WHAT YOU NEED TO DO: Output every entry exactly as written.

RECORDS TO PROCESS:
________
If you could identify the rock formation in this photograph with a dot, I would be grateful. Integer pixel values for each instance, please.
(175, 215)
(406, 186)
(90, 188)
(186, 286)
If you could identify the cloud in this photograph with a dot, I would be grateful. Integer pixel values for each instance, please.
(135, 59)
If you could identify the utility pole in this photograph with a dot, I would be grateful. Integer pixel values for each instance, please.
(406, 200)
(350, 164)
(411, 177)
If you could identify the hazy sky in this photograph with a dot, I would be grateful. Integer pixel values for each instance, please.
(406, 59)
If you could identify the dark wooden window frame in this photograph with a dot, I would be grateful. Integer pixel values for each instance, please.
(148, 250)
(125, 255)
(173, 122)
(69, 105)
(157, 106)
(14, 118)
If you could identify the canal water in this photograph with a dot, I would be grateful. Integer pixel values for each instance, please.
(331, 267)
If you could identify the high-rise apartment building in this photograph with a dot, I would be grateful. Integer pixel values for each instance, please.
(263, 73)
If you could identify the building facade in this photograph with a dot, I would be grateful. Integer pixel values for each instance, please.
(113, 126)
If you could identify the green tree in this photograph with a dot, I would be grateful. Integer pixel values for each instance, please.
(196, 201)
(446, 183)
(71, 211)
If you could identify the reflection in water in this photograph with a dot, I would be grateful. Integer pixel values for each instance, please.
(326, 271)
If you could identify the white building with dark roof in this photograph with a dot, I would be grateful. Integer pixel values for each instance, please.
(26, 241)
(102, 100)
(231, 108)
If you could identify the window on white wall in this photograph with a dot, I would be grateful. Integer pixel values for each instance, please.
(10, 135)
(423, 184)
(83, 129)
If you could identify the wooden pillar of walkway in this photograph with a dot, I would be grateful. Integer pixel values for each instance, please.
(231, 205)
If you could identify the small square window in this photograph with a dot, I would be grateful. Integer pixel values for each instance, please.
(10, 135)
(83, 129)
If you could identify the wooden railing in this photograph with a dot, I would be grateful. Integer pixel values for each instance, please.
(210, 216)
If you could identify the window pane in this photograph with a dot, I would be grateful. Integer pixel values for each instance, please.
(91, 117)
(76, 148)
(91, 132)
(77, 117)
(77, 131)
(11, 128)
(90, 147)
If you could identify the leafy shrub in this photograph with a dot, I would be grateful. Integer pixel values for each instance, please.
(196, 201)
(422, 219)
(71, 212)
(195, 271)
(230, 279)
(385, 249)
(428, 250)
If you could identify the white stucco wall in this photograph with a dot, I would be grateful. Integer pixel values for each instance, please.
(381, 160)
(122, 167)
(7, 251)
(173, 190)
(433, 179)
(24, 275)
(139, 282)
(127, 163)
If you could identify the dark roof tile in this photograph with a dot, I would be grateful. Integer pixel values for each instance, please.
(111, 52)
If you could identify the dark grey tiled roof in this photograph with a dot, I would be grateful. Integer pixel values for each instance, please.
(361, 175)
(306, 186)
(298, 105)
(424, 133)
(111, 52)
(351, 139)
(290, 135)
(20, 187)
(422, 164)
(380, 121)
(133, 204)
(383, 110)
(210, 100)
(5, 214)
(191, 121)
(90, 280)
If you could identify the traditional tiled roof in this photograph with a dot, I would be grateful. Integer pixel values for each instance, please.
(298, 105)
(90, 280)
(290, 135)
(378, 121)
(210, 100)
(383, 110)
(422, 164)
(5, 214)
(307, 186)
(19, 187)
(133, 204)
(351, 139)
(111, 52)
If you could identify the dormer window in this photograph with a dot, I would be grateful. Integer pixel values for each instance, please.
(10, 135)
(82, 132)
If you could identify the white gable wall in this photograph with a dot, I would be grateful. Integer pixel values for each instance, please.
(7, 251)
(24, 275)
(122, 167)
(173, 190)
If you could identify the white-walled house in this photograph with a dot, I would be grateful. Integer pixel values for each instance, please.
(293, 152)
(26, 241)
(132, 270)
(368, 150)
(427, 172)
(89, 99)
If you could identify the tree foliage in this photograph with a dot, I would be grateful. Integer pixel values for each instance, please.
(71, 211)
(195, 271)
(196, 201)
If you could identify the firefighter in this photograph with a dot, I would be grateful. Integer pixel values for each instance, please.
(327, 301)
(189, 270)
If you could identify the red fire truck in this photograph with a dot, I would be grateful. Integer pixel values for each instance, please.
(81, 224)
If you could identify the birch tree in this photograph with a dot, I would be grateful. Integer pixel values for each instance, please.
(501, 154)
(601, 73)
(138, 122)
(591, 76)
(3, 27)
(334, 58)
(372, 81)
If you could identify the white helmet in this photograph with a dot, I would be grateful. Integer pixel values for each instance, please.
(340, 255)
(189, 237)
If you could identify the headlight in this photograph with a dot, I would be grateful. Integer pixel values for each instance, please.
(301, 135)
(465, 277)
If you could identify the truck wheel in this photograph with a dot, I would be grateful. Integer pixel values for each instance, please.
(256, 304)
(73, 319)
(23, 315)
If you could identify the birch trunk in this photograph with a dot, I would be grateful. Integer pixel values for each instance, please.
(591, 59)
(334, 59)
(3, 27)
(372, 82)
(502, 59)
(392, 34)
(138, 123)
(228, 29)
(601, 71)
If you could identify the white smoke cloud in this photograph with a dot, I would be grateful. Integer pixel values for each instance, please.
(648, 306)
________
FINISHED TASK:
If you could identify the rock formation in this photograph with a dot, I would be grateful. Integer pixel values for each instance, please.
(175, 215)
(406, 186)
(90, 188)
(186, 286)
If you could identify the cloud in this photograph with a dot, I would be grateful. Integer pixel values for each instance, please.
(135, 59)
If you could identify the utility pole in this photograph with a dot, I would be grateful. Integer pixel values for each instance, please.
(406, 200)
(350, 164)
(411, 177)
If you could identify the hazy sky in this photograph with a dot, I would be grateful. Integer pixel values for each instance, please.
(406, 59)
If you could identify the dark wooden window frame in this photograph with a dot, I would be grateful. Integer pixel values for each instance, please.
(148, 250)
(125, 255)
(173, 122)
(69, 105)
(157, 106)
(14, 118)
If you could identify the canal water in this photograph with a dot, I would be grateful. Integer pixel values for each instance, please.
(331, 267)
If you could identify the high-rise apartment building in this photograph with a dot, I would be grateful. Integer pixel values for each instance, please.
(263, 73)
If you could identify the building facade in this photograph with a dot, I would be grateful. Integer pixel values for each instance, please.
(113, 126)
If you could identify the green tree in this photograph with a dot, I would be grateful. Integer pixel values for each instance, please.
(196, 201)
(446, 183)
(71, 211)
If you could identify the reflection in water in this photograph with a dot, I would be grateful. Integer pixel values for each instance, please.
(326, 271)
If you could identify the white building with dark roof in this photograph with a dot, I would be grateful. Integer pixel values for each instance, please.
(26, 241)
(102, 100)
(231, 108)
If you could identify the window on white wall in this photograph with a dot, I would be grateful. Integer pixel values for each instance, please.
(10, 135)
(423, 184)
(83, 129)
If you could identify the wooden pillar of walkway in this photograph with a dot, I would be grateful. Integer pixel values for each instance, please.
(231, 205)
If you could identify the small square window in this photograph with a dot, I would be grateful. Integer pixel values for each instance, please.
(10, 135)
(83, 129)
If you could identify the wooden railing in this photograph with a dot, I would be grateful. Integer pixel values for each instance, please.
(210, 216)
If you could identify the window pane in this photograph with a dot, I would be grateful. Integer pixel values for each instance, please.
(91, 117)
(76, 148)
(91, 132)
(77, 117)
(77, 131)
(11, 128)
(90, 147)
If you could identify the leafy shrub in this photograph with a dot, I would be grateful. Integer pixel values for each instance, please.
(196, 201)
(422, 219)
(71, 212)
(195, 271)
(230, 279)
(385, 249)
(428, 250)
If you could identify the white stucco wall in this photograph with a dot, I would be grateful. Integer pixel values for each instance, please.
(381, 160)
(122, 167)
(7, 251)
(173, 190)
(433, 179)
(24, 275)
(139, 282)
(127, 163)
If you could identify the dark roof tile in this photograph with a dot, I would be grateful. Integer pixel values for each instance, please.
(111, 52)
If you could identify the dark grey tiled roof in this photograph with a dot, I would be grateful. Integer pixel values for each instance, please.
(361, 175)
(306, 186)
(298, 105)
(424, 133)
(111, 52)
(351, 139)
(290, 135)
(20, 187)
(422, 164)
(380, 121)
(133, 204)
(383, 110)
(210, 100)
(5, 214)
(191, 121)
(90, 280)
If you could identify the traditional tiled roof in this photograph with a dot, I would be grateful. Integer pixel values for each instance, please.
(298, 105)
(90, 280)
(290, 135)
(378, 121)
(210, 100)
(383, 110)
(422, 164)
(5, 214)
(307, 186)
(19, 187)
(133, 204)
(351, 139)
(111, 52)
If you could identify the dormer window in this photograph with a dot, I would be grateful. Integer pixel values for each instance, please.
(10, 135)
(82, 132)
If you could identify the white gable wall in this photograph with a dot, I would be grateful. Integer pixel values for each instance, please.
(7, 251)
(24, 275)
(122, 167)
(173, 190)
If you could identify the white-walled house in this photograph with a dot, I would be grateful. Integer pixel values for each instance, please.
(293, 152)
(26, 241)
(132, 270)
(368, 150)
(427, 172)
(89, 99)
If you could identify the tree foliage in this photograph with a dot, I would be grateful. Integer pixel values for each instance, please.
(71, 211)
(195, 271)
(196, 201)
If you could identify the firefighter in this photograph with a dot, I would be grateful. Integer pixel values for each instance, please.
(327, 301)
(189, 270)
If you could identify the red fire truck in this photograph with a dot, I would be grateful. Integer pixel values for each instance, please.
(81, 224)
If you could identify the birch tree in this photograph with a dot, I would be grateful. Integer pixel values for each instance, please.
(501, 154)
(601, 73)
(138, 122)
(591, 76)
(3, 27)
(334, 58)
(372, 81)
If you could identify the white helmet in this photograph with a dot, I would be grateful. Integer pixel values for each instance, please.
(340, 255)
(189, 237)
If you could identify the headlight in this photograph with a dot, I would be grateful. Integer pixel values for each instance, please.
(301, 135)
(465, 277)
If you could identify the truck wheel in this photograph with a dot, I would be grateful. Integer pixel values for each instance, please.
(256, 304)
(73, 319)
(23, 315)
If you could identify the birch trunk in this photograph with a dot, I would be grateful. Integer pixel values for each instance, please.
(591, 59)
(334, 59)
(3, 27)
(372, 82)
(502, 59)
(392, 34)
(138, 123)
(228, 29)
(601, 71)
If you could identify the white smoke cloud in this photograph with a dot, I would be grateful. Integer pixel values for each instance, please.
(648, 306)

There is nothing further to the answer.